#### What this task involves
Set down each record exactly as written.

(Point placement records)
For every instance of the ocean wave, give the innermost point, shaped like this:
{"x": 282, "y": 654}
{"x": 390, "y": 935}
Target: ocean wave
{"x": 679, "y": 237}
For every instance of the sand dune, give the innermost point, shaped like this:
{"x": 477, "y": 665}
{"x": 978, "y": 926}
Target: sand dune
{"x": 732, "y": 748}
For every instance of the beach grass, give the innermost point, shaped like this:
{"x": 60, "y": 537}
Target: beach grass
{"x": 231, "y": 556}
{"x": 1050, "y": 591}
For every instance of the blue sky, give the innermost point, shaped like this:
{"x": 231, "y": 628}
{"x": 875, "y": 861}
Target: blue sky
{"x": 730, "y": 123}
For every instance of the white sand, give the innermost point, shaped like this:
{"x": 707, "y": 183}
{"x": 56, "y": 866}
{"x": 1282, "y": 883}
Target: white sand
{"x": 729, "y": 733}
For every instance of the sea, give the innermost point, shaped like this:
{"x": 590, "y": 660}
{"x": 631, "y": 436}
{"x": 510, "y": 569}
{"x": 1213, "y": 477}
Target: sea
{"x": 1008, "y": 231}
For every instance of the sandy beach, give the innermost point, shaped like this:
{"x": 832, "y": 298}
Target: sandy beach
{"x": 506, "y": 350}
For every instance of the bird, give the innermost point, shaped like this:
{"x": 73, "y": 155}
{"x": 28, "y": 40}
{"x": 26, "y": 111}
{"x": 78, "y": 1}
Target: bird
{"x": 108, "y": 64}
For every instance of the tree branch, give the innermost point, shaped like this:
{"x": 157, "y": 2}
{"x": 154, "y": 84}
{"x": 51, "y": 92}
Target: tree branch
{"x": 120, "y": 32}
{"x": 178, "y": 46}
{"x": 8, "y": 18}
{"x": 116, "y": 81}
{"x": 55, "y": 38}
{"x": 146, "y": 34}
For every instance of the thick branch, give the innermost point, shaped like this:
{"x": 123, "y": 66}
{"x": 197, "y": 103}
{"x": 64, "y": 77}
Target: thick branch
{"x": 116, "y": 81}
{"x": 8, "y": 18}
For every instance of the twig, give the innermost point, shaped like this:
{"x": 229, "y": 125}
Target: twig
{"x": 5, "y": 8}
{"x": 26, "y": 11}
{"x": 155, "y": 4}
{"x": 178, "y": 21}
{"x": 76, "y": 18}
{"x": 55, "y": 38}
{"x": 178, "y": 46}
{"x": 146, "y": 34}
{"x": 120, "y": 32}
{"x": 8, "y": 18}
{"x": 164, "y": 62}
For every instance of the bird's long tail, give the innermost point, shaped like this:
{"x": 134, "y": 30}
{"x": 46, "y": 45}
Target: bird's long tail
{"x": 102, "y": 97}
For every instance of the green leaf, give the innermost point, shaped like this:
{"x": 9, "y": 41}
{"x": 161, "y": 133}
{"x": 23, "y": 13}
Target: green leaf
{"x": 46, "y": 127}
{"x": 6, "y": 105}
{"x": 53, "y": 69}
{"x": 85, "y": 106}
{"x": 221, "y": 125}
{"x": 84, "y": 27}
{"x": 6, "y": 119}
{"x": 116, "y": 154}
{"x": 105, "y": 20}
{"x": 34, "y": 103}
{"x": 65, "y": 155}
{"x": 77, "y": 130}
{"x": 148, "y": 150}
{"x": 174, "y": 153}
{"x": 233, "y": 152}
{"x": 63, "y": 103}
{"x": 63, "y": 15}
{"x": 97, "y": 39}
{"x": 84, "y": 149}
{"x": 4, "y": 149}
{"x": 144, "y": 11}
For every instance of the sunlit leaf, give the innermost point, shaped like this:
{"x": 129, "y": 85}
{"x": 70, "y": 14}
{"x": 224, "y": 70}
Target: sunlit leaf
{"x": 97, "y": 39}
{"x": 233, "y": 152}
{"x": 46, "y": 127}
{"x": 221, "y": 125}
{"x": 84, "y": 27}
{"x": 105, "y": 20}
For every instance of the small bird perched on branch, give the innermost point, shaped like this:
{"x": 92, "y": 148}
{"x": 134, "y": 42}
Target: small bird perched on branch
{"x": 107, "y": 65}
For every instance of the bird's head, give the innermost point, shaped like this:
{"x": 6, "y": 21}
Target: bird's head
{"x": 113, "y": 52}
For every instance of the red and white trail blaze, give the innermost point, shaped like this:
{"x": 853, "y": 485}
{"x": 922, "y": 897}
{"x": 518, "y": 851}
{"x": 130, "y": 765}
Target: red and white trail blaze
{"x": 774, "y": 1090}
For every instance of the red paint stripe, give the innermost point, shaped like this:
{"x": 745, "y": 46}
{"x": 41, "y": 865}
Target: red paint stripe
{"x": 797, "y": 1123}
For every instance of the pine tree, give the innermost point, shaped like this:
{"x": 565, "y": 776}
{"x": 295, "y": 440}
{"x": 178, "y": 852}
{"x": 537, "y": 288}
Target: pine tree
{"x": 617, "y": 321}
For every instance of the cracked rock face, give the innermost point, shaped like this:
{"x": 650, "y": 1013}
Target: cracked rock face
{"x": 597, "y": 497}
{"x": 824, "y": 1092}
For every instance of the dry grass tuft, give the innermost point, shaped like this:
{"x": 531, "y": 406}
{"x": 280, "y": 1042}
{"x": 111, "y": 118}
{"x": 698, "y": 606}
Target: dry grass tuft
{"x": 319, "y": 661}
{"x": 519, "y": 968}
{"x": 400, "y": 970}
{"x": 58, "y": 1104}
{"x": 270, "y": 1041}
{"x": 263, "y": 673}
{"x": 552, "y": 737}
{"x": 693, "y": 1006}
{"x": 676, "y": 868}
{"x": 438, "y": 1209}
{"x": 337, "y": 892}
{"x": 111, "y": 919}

#### Exercise response
For every instance of the ocean wave, give the innermost point, shaped like this:
{"x": 282, "y": 654}
{"x": 390, "y": 935}
Target: ocean wave
{"x": 679, "y": 237}
For every instance of the sand dune, give the innermost point, shaped like this:
{"x": 477, "y": 665}
{"x": 978, "y": 926}
Target: sand dune
{"x": 732, "y": 748}
For every instance of the beach grass, give the innermost point, shaped like this:
{"x": 60, "y": 537}
Target: beach grass
{"x": 231, "y": 556}
{"x": 1050, "y": 591}
For every instance of the blue sky, give the innermost point, shaped like this:
{"x": 231, "y": 628}
{"x": 875, "y": 861}
Target: blue sky
{"x": 730, "y": 123}
For every instance of the white sand, give the innermost point, shaped like this:
{"x": 707, "y": 183}
{"x": 56, "y": 866}
{"x": 1282, "y": 883}
Target: white sand
{"x": 729, "y": 733}
For every instance of the sea, give the innermost point, shaped like this:
{"x": 590, "y": 660}
{"x": 631, "y": 436}
{"x": 510, "y": 569}
{"x": 1213, "y": 477}
Target: sea
{"x": 1008, "y": 231}
For every instance of the sandy beach, give the innermost point, shaped like this:
{"x": 832, "y": 298}
Target: sandy beach
{"x": 506, "y": 350}
For every instance of the bird, give the innermost point, shaped like this:
{"x": 73, "y": 155}
{"x": 28, "y": 40}
{"x": 26, "y": 111}
{"x": 78, "y": 1}
Target: bird
{"x": 108, "y": 64}
For every instance of the tree branch, give the innermost point, shaped like this:
{"x": 157, "y": 2}
{"x": 154, "y": 84}
{"x": 51, "y": 92}
Target: tree branch
{"x": 120, "y": 32}
{"x": 178, "y": 46}
{"x": 8, "y": 18}
{"x": 116, "y": 81}
{"x": 55, "y": 38}
{"x": 146, "y": 34}
For every instance of the thick branch, give the innermost point, shaped like this:
{"x": 123, "y": 66}
{"x": 197, "y": 103}
{"x": 64, "y": 77}
Target: thick branch
{"x": 116, "y": 81}
{"x": 8, "y": 18}
For every instance of the twig, give the innermost point, shaped like this:
{"x": 229, "y": 125}
Target: twig
{"x": 5, "y": 8}
{"x": 26, "y": 11}
{"x": 155, "y": 4}
{"x": 178, "y": 21}
{"x": 76, "y": 18}
{"x": 55, "y": 38}
{"x": 178, "y": 46}
{"x": 146, "y": 34}
{"x": 120, "y": 32}
{"x": 8, "y": 18}
{"x": 164, "y": 62}
For every instance of the bird's long tail, give the innermost point, shaped like this:
{"x": 134, "y": 30}
{"x": 46, "y": 45}
Target: bird's long tail
{"x": 102, "y": 97}
For every instance of the green leaf, give the innermost point, shaped like this:
{"x": 9, "y": 41}
{"x": 161, "y": 133}
{"x": 23, "y": 13}
Target: green leaf
{"x": 46, "y": 127}
{"x": 6, "y": 105}
{"x": 53, "y": 69}
{"x": 85, "y": 106}
{"x": 221, "y": 125}
{"x": 84, "y": 27}
{"x": 6, "y": 119}
{"x": 116, "y": 154}
{"x": 105, "y": 20}
{"x": 34, "y": 103}
{"x": 65, "y": 155}
{"x": 77, "y": 130}
{"x": 148, "y": 150}
{"x": 174, "y": 153}
{"x": 233, "y": 152}
{"x": 63, "y": 103}
{"x": 63, "y": 15}
{"x": 97, "y": 39}
{"x": 84, "y": 149}
{"x": 4, "y": 149}
{"x": 144, "y": 11}
For every instance of the sunlit leaf, give the innermost point, shaped like this:
{"x": 129, "y": 85}
{"x": 70, "y": 14}
{"x": 224, "y": 70}
Target: sunlit leaf
{"x": 97, "y": 39}
{"x": 233, "y": 152}
{"x": 46, "y": 127}
{"x": 221, "y": 125}
{"x": 84, "y": 27}
{"x": 105, "y": 20}
For every instance of the small bird perched on branch, give the innermost point, shaped like this:
{"x": 92, "y": 148}
{"x": 134, "y": 42}
Target: small bird perched on branch
{"x": 107, "y": 65}
For every instance of the bird's head, give the innermost point, shaped like this:
{"x": 6, "y": 21}
Target: bird's head
{"x": 113, "y": 52}
For every instance of the red and white trail blaze, give the innermost point, shaped like this:
{"x": 853, "y": 485}
{"x": 922, "y": 897}
{"x": 518, "y": 851}
{"x": 130, "y": 765}
Target: red and white trail blaze
{"x": 774, "y": 1090}
For every instance of the red paint stripe, give the innermost point, shaped like this:
{"x": 745, "y": 46}
{"x": 41, "y": 865}
Target: red paint stripe
{"x": 797, "y": 1123}
For every instance of the pine tree, give the innermost point, shaped like this:
{"x": 565, "y": 776}
{"x": 295, "y": 440}
{"x": 178, "y": 852}
{"x": 537, "y": 288}
Target: pine tree
{"x": 617, "y": 321}
For every instance of the cracked rock face, give the innermost point, shaped like this:
{"x": 650, "y": 1013}
Target: cracked rock face
{"x": 597, "y": 497}
{"x": 824, "y": 1092}
For every instance of the dry grass tuft, give the innermost point, shaped like this:
{"x": 531, "y": 406}
{"x": 280, "y": 1042}
{"x": 111, "y": 118}
{"x": 698, "y": 606}
Target: dry grass tuft
{"x": 319, "y": 661}
{"x": 519, "y": 968}
{"x": 400, "y": 970}
{"x": 58, "y": 1104}
{"x": 270, "y": 1041}
{"x": 263, "y": 673}
{"x": 552, "y": 737}
{"x": 693, "y": 1006}
{"x": 676, "y": 868}
{"x": 438, "y": 1209}
{"x": 337, "y": 892}
{"x": 111, "y": 919}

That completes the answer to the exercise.